§ **TASK BRIEF**:
Exact copies are required of the lines from the line containing "The service MUST return one point per instance of the dark" through the final line of the listing, both included, and of no other lines.

§ **SUPPLIED ENTRIES**:
************

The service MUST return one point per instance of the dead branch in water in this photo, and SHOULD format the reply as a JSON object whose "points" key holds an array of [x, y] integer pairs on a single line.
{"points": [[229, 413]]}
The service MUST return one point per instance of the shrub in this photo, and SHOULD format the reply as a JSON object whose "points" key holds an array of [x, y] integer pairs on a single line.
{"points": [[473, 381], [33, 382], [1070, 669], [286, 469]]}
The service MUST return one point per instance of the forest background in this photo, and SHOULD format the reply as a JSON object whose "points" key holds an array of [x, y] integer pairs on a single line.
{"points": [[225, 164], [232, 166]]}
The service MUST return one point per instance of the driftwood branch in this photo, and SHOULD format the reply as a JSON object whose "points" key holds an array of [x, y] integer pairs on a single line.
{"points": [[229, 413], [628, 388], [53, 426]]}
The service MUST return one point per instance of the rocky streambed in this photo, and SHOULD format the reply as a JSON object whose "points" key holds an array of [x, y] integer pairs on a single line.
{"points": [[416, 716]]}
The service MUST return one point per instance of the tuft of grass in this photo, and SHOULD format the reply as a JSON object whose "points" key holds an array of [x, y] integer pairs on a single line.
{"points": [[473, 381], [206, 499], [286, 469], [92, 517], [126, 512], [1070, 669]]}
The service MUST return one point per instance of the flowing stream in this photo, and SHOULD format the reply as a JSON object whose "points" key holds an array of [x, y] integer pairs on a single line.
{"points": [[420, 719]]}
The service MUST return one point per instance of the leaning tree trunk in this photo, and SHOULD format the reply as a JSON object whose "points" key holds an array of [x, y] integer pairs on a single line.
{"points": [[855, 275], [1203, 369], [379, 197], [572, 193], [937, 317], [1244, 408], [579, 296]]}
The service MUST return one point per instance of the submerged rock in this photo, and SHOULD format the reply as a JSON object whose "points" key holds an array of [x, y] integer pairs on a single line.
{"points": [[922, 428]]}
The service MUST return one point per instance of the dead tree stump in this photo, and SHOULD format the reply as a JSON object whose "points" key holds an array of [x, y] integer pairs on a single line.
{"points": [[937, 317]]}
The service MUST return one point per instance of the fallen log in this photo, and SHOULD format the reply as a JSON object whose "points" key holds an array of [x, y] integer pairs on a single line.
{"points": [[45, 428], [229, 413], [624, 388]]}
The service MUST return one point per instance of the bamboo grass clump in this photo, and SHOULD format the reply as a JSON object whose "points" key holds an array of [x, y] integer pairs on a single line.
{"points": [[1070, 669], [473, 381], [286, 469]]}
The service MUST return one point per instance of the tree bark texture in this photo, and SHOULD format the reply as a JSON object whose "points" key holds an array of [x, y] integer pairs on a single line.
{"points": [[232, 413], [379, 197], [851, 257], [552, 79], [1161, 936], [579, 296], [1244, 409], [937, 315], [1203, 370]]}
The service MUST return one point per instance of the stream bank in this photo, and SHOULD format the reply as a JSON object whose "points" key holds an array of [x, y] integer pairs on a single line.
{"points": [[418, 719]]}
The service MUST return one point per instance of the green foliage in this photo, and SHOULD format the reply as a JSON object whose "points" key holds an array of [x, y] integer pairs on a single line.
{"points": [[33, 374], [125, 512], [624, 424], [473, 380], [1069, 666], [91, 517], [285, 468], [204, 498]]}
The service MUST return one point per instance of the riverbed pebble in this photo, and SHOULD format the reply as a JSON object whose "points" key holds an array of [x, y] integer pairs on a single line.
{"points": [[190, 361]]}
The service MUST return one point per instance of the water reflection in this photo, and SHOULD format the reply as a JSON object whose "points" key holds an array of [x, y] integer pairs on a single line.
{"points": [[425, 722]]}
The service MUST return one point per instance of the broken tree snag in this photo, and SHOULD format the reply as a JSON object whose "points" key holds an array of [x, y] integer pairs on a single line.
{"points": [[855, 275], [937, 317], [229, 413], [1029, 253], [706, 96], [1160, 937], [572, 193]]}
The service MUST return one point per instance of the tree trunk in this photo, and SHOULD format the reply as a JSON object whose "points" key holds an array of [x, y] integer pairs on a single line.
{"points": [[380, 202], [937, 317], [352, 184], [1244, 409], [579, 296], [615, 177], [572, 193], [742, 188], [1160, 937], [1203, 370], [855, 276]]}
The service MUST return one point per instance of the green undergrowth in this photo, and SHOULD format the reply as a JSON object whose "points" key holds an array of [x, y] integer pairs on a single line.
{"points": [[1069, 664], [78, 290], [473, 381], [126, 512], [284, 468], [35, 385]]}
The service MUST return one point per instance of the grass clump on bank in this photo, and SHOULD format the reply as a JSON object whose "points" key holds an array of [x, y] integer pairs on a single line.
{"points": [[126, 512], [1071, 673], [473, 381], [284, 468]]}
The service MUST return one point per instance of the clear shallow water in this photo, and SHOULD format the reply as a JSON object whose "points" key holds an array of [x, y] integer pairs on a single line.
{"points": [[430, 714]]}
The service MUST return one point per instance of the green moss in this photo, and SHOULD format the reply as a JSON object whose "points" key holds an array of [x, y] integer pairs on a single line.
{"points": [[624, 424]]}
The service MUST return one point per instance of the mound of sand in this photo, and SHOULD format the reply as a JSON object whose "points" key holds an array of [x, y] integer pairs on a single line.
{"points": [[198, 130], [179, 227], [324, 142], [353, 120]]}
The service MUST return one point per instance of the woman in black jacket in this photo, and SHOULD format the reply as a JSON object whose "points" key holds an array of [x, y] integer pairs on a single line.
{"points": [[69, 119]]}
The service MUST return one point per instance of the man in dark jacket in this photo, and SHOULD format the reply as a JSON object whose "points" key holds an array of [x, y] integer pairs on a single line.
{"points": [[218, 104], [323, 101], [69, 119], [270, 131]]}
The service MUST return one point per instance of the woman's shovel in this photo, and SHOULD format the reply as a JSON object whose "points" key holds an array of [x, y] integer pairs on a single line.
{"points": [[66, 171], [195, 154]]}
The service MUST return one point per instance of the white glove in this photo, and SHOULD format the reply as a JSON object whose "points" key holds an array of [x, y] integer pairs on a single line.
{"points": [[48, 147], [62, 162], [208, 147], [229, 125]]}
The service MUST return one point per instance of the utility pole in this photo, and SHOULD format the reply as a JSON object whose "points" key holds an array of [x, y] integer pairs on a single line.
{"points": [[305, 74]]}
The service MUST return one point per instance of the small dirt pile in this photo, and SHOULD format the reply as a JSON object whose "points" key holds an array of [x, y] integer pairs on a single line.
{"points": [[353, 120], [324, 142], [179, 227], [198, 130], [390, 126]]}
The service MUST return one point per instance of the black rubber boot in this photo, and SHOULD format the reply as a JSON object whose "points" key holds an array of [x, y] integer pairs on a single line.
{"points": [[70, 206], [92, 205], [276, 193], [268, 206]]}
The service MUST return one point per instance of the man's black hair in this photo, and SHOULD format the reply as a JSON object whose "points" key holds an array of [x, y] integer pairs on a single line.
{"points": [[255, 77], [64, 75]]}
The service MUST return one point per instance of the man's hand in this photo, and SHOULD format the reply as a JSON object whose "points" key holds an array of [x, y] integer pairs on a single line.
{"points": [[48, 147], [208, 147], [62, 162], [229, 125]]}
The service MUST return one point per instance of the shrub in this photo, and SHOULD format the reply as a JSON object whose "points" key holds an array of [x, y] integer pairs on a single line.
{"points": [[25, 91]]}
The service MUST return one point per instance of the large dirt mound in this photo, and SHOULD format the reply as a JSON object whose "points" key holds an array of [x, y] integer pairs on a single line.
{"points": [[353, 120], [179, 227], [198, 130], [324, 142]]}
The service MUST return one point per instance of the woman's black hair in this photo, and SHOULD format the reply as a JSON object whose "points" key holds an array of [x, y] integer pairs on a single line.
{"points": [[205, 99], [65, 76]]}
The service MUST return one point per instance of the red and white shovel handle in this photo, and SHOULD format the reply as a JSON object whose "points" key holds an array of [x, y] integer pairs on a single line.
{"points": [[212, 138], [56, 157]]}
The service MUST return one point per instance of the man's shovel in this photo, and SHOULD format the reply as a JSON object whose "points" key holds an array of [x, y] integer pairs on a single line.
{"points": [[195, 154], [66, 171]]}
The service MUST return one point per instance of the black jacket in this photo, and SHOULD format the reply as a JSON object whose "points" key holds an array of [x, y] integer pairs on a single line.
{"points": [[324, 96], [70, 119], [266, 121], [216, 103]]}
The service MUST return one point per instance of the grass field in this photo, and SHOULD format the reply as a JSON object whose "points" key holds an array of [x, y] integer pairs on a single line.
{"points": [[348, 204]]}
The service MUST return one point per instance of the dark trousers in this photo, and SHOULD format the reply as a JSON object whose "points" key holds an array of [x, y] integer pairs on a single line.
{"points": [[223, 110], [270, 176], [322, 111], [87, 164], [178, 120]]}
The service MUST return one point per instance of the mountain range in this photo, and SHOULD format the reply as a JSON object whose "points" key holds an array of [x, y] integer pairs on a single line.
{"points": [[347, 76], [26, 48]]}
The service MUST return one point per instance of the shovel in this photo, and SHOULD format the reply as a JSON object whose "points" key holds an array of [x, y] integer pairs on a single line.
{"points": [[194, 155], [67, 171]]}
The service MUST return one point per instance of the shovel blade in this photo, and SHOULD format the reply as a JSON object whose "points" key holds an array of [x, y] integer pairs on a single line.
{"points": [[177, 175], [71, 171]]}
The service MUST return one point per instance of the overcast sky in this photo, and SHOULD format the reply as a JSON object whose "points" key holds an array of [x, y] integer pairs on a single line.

************

§ **RESULT FOR THIS EXERCISE**:
The service MUST return one point per instance of the dark trousers in this photo, and SHOULD format the reply as a JSON object whose "points" key holds an array of [x, y] integer pairs on a single line.
{"points": [[223, 110], [270, 176], [322, 111], [87, 164], [178, 120]]}
The service MUST return one point per instance of the mountain range in this photo, and SHOULD format the reply as a JSON object whose "points" key holds an array of [x, y] integer pairs on a single line.
{"points": [[347, 76], [26, 48]]}
The service MUST return one point per instance of the shovel in this photo, and SHOULD format the reply as a JSON object whose "points" key holds an array of [x, y] integer pairs on a single line.
{"points": [[194, 155], [67, 171]]}
The service MUST return one point per instance of the shovel blade in this photo, and SHOULD format the reply as a JSON object whose "points" key holds an array of [x, y] integer pairs on a single line.
{"points": [[177, 175], [71, 171]]}
The service MUST return one point per instance of the overcast sky in this photo, and SHOULD format the reply as a JSON object whose "points" key holds an array of [x, y] integer pairs on a single line.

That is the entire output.